> _TEXT SECTION_
((
I am Delicious

One of the things I continue to struggle with as a person with bipolar disorder is my sense of value as a human being.  The distorted thinking wraps around this vulnerability and really dances a tango.  At one time or another, the illness stripped away every aspect of myself that I valued or believed the world at large valued—my ability to work and make money, my ability to live independently, my ability to manage my own finances, my ability to read, my memory, my creativity, my marriage, my friends, my home. For me, the overriding disability of bipolar disorder is the inability to be consistent with anything—to keep appointments, to maintain a routine, to be counted on.

My therapist banned the word productivity from my vocabulary early on.  I constantly worried about being productive.  I wanted to volunteer at the high school to tutor kids with poor English skills, but I knew I might not be able to keep appointments with those kids.  I wanted to work at the calendar kiosk at the mall this Christmas to make a little more money, but I couldn’t keep the work schedule.  I wanted to make art every day, but  some days I could only manage to take a shower.  I felt like a leech on society, a burden, a problem my family had to solve.  So, productivity became a casualty in the bipolar battle. I had to change my definition of value.

Part of the transition came when I started to accept the illness itself.  When the symptoms came, the sadness or the twisted thinking, I could say, “this is the illness” instead of “this is me.”  I started to understand that the illness required care.  Too many expectations, too many commitments, too much stress made it worse.  I had to learn to be gentle with myself, accepting, and flexible.

Each time the illness took away some part of me I valued, I was forced to acknowledge that I’d invested my identity in that piece.  When I lost the ability to read after ECT, I was hysterical inside.  My intelligence was me.  I slowly came to see that I was much more than my language skills or my ability to comprehend.  There was a part of me, an essence, that the illness could never destroy.
))
> _PROVIDED INFORMATION_
((
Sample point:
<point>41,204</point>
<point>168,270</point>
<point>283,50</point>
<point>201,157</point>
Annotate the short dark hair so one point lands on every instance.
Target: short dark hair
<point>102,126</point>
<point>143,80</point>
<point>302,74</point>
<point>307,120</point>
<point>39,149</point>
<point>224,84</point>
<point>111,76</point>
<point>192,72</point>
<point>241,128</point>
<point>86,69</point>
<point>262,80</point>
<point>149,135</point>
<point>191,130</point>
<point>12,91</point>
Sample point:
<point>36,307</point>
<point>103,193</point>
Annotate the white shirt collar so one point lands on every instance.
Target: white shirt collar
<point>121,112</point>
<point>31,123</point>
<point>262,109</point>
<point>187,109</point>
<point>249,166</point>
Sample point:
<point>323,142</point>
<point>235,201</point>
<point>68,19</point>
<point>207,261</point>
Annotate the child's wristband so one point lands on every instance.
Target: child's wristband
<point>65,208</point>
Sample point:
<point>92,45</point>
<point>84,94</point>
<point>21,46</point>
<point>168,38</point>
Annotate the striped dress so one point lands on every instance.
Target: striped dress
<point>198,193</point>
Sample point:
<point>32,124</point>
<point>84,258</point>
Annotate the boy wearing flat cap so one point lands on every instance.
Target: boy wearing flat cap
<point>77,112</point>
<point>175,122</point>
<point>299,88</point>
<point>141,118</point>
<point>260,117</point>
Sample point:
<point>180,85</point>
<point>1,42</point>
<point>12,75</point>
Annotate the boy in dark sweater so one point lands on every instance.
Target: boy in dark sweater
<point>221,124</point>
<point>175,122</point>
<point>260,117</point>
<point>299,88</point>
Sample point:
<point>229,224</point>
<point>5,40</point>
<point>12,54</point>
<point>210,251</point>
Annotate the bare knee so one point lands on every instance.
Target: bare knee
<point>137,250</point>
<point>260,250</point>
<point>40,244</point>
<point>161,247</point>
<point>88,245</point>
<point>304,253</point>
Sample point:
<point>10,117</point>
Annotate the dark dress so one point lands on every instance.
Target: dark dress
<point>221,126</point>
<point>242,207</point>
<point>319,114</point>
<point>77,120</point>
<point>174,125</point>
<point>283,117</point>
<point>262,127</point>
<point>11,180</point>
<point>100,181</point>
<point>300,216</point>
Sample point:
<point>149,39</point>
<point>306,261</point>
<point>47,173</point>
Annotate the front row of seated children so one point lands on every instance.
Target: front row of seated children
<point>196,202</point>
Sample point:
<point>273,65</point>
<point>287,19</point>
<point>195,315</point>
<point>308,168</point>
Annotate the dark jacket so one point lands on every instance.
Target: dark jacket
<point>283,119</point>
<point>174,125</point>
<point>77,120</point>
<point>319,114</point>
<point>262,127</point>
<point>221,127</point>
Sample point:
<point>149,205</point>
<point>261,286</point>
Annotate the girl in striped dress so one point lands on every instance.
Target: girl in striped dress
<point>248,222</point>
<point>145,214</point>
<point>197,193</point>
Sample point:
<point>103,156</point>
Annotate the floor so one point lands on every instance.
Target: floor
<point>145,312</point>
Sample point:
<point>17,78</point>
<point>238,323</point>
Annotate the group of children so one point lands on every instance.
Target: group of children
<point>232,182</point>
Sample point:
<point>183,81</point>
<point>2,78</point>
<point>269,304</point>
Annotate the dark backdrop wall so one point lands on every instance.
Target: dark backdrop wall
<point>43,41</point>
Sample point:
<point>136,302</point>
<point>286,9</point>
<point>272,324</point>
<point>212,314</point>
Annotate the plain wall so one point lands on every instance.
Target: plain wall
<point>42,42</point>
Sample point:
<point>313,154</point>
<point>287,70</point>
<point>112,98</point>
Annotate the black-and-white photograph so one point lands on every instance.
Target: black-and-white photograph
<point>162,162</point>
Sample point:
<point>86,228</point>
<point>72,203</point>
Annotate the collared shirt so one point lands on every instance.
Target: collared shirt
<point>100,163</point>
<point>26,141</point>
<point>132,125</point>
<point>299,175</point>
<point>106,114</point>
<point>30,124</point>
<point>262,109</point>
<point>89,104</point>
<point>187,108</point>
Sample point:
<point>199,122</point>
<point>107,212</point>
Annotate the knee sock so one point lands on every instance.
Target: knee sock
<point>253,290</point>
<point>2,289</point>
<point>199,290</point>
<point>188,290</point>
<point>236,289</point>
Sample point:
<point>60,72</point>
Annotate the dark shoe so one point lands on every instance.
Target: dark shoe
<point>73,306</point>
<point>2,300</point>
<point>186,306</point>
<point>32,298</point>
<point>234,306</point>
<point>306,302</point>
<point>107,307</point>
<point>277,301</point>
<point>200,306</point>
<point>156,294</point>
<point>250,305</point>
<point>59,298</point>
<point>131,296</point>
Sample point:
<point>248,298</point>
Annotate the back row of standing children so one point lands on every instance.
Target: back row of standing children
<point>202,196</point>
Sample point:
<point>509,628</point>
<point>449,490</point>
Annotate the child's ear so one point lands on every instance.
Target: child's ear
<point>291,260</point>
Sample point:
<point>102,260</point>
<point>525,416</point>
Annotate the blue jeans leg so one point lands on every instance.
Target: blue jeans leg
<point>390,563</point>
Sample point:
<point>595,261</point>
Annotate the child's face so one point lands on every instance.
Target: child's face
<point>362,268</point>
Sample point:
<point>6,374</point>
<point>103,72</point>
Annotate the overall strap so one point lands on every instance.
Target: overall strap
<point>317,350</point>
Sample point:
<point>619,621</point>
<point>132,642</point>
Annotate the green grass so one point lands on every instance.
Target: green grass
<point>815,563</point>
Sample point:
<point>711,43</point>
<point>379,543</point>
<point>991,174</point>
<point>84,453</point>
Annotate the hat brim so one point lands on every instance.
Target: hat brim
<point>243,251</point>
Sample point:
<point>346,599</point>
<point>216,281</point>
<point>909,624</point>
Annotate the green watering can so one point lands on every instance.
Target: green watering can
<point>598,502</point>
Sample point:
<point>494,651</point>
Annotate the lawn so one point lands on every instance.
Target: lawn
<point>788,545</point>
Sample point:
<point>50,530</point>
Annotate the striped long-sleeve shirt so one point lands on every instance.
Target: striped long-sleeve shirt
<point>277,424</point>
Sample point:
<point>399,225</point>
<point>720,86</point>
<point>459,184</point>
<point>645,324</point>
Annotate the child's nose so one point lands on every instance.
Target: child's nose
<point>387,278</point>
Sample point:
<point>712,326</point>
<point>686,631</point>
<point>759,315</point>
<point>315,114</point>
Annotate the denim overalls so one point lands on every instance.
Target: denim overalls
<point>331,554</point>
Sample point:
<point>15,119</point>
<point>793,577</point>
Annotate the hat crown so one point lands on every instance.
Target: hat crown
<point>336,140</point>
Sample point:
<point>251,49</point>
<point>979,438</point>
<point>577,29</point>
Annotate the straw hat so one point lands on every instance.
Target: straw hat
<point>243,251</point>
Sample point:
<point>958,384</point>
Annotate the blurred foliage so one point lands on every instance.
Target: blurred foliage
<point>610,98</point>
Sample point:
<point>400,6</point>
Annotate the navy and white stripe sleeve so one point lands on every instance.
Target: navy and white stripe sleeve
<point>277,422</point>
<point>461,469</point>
))
> _REQUIRED ACTION_
Please list each thing the writer of the essay on bipolar disorder says "I wanted to" do in the paragraph that begins "My therapist banned the word productivity." The rows are from a different source than the essay.

> _ANSWER_
- Volunteer at the high school to tutor kids with poor English skills
- Work at the calendar kiosk at the mall this Christmas to make a little more money
- Make art every day